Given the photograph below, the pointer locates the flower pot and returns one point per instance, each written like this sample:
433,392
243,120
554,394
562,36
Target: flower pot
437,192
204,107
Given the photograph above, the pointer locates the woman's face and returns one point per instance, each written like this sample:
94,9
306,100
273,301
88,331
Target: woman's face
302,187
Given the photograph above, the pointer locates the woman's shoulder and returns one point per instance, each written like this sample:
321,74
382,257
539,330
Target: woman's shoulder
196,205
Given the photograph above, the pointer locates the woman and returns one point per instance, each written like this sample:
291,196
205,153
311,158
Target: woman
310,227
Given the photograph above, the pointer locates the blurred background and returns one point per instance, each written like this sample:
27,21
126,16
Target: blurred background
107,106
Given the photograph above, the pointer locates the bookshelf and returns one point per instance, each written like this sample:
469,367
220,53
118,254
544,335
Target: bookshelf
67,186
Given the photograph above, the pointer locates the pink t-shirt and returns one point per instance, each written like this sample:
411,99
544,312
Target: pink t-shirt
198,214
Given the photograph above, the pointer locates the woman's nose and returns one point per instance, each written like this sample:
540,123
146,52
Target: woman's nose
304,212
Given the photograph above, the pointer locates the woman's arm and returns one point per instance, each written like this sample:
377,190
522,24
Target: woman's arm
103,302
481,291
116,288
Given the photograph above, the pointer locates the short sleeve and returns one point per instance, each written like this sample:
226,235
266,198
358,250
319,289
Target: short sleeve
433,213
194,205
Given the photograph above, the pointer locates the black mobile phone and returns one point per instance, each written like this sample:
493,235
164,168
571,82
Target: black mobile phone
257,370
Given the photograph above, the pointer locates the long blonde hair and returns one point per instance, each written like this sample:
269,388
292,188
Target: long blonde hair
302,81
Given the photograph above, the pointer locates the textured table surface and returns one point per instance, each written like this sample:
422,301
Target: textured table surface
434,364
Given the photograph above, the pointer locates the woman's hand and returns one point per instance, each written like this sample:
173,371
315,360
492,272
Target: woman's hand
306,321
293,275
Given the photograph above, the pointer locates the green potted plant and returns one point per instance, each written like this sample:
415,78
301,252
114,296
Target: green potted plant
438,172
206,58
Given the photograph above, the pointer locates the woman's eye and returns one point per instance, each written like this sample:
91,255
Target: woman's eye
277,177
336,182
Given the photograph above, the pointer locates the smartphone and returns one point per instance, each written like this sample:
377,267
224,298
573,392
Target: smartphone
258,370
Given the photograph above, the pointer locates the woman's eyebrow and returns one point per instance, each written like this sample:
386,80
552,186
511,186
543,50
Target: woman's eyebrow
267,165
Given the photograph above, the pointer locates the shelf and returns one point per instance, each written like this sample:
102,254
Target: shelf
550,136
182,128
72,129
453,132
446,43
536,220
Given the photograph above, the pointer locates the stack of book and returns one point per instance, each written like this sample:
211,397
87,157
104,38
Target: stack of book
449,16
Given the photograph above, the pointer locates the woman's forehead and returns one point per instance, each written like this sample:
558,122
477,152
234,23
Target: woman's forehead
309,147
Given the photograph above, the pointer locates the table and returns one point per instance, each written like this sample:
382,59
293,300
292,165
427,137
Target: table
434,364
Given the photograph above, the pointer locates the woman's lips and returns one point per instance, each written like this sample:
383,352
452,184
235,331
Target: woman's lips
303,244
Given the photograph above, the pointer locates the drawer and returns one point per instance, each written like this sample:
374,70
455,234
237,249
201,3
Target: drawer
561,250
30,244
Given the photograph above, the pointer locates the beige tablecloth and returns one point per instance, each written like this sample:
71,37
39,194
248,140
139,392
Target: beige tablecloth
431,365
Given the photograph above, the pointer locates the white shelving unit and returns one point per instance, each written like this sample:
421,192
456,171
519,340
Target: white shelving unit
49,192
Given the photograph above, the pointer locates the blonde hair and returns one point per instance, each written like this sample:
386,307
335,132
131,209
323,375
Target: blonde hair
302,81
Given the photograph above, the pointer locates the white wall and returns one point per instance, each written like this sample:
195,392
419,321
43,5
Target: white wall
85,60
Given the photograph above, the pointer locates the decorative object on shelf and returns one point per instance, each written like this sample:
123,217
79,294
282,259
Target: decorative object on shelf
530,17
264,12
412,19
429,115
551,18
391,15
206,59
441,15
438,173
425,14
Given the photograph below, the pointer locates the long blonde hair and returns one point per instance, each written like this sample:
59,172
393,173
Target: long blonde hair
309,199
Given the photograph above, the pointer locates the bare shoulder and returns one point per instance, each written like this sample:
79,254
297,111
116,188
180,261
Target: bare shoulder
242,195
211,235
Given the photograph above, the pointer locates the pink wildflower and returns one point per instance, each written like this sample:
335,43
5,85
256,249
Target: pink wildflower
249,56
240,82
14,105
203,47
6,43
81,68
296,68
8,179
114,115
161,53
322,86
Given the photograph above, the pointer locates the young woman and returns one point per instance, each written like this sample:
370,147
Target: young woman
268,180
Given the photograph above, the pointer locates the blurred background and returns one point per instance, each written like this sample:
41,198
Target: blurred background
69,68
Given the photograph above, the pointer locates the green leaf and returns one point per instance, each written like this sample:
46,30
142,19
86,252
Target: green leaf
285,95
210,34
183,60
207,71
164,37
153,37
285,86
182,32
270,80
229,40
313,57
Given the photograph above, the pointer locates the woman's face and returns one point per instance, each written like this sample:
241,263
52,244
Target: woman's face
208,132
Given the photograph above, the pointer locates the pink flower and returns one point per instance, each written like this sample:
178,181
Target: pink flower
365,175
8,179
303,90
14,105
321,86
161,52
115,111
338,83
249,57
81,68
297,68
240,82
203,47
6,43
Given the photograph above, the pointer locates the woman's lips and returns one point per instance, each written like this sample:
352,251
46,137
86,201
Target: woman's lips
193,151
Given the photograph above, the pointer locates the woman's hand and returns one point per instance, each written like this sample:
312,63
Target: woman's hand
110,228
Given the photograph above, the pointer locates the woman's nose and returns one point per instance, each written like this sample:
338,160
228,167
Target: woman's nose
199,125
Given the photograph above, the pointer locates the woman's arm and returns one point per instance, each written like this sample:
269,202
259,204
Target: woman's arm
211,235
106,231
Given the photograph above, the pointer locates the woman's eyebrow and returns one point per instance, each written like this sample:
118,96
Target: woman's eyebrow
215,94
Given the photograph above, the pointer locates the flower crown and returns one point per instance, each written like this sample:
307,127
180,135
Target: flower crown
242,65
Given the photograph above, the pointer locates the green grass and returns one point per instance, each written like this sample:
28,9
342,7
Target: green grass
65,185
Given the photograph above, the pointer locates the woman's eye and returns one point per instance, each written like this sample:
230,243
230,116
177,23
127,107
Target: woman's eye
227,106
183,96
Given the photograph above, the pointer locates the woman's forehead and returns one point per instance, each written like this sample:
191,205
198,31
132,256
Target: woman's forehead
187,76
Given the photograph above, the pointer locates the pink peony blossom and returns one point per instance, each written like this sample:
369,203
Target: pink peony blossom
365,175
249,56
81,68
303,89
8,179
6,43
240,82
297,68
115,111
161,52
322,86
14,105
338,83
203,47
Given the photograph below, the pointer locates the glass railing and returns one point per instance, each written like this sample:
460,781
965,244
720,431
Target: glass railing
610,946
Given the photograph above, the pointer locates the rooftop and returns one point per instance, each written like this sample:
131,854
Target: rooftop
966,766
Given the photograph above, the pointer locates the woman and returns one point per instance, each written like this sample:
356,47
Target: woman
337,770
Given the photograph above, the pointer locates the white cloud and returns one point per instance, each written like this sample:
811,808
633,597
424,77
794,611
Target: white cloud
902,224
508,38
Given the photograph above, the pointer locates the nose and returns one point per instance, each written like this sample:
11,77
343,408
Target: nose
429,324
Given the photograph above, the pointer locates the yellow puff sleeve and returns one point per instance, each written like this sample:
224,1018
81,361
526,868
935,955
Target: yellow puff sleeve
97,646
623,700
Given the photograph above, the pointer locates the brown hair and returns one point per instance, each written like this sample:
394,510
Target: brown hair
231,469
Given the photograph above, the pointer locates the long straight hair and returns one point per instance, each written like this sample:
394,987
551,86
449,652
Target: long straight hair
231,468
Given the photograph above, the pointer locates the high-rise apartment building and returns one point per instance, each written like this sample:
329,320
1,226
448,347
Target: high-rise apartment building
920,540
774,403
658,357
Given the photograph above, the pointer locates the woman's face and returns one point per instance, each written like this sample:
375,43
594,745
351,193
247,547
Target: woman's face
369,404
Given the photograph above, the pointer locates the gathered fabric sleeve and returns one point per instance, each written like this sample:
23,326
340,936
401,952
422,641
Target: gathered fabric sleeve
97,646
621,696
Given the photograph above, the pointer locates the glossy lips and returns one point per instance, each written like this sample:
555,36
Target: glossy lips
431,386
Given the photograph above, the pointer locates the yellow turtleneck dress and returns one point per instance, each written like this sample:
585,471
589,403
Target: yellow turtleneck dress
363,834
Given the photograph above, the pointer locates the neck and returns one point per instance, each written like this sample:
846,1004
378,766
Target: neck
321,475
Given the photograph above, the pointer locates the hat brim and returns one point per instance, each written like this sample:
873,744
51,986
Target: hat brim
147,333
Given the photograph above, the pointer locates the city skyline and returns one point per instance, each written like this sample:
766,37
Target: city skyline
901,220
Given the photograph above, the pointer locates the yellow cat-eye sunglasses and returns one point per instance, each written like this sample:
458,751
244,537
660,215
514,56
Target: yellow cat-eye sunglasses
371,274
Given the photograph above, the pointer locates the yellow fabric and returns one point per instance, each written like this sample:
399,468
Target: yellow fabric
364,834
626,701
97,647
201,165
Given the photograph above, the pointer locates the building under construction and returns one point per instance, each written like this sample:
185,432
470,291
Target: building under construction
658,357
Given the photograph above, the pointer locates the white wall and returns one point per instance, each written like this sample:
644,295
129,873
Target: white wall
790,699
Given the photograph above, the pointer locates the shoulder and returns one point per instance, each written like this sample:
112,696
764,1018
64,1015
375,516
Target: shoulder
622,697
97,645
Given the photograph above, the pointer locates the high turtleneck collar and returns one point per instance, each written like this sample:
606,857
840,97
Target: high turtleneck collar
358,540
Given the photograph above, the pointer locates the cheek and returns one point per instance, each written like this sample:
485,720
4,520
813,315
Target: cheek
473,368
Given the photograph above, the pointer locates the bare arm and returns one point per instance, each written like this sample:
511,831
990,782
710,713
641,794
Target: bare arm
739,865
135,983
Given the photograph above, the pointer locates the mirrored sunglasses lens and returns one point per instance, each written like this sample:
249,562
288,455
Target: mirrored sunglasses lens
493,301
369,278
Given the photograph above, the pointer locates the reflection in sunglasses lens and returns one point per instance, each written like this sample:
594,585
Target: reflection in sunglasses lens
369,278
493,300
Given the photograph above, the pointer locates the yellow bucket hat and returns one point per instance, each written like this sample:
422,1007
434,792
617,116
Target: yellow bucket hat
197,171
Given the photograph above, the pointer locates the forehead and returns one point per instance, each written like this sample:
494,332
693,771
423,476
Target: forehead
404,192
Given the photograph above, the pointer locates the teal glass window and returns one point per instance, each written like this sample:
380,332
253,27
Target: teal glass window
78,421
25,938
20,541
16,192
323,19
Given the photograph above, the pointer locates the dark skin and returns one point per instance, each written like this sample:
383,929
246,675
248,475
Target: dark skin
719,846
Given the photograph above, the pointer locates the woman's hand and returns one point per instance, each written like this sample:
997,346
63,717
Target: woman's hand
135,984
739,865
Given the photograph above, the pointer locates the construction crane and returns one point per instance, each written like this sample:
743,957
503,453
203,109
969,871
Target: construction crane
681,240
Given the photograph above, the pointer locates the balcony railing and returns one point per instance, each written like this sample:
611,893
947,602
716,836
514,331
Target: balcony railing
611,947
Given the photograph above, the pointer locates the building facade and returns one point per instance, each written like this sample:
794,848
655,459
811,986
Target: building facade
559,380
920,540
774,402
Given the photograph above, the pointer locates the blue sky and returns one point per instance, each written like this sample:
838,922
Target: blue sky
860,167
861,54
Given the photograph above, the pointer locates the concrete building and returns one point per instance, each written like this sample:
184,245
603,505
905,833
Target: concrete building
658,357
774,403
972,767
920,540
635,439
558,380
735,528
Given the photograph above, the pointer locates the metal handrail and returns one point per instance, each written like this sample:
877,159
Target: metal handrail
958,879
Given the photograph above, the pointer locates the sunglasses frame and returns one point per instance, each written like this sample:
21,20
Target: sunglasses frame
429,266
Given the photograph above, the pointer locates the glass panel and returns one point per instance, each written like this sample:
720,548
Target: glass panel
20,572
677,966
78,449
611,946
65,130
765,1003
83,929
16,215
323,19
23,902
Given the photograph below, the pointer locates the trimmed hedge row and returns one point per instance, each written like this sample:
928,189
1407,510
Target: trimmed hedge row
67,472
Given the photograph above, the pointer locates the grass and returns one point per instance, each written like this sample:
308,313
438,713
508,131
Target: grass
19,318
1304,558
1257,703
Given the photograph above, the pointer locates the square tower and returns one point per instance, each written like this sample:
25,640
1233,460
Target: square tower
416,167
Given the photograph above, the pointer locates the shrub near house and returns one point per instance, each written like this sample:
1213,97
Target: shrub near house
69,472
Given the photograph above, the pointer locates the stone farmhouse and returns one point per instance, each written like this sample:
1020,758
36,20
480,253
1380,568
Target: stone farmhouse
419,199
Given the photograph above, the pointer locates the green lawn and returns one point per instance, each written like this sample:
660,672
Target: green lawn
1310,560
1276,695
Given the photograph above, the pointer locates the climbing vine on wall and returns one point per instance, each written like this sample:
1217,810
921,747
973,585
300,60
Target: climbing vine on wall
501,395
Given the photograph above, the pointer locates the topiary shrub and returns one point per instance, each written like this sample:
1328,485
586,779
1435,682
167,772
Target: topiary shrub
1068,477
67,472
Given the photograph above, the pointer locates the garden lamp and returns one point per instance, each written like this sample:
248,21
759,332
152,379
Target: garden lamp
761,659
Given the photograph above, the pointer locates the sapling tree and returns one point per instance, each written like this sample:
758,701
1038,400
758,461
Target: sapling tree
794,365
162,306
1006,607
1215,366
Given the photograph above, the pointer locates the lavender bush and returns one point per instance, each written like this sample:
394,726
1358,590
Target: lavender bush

====

* Set task *
All lines from the one containing "Given the photograph above, the pointer locates the shrub" through the end of the records, both ends included, are to be quoted exactly; please add nothing else.

* Response to this exercise *
Given the photograph above, the pointer locates the shrub near house and returns one point per instance, each written like this sample:
1213,97
Target: shrub near house
69,472
Given the photograph above, the pointer locates the stone farmhouse and returns one point per instance, each written like this sample:
1020,758
36,20
480,253
1380,568
Target: stone farmhouse
419,199
Given the photograph above, the pointer locates the green lawn and returns one point per instance, each written like this sample:
660,672
Target: green lawn
1310,560
1276,695
Given the photograph above, the pointer locates the climbing vine on wall and returns one point per instance, each written like this sample:
1217,810
921,747
973,585
300,60
Target: climbing vine on wall
501,395
Given the photograph above, the pointer locates the topiary shrub and returns one point per instance, each written like this sample:
1328,485
586,779
1435,682
167,772
Target: topiary shrub
1068,477
67,472
Given the photograph above, the pointer locates the garden lamp and returns one point per instance, each written like this sample:
248,21
759,332
152,379
Target: garden lamp
761,659
Given the photograph above, the pointer locates the sapling tree and returns one point per instance, each written like this sample:
758,701
1038,400
758,461
Target: sapling tree
794,365
162,306
1006,607
1215,366
Given the photograph above, the pointer locates the lavender bush and returns one point per instance, each written like this sample:
394,726
1358,590
Target: lavender bush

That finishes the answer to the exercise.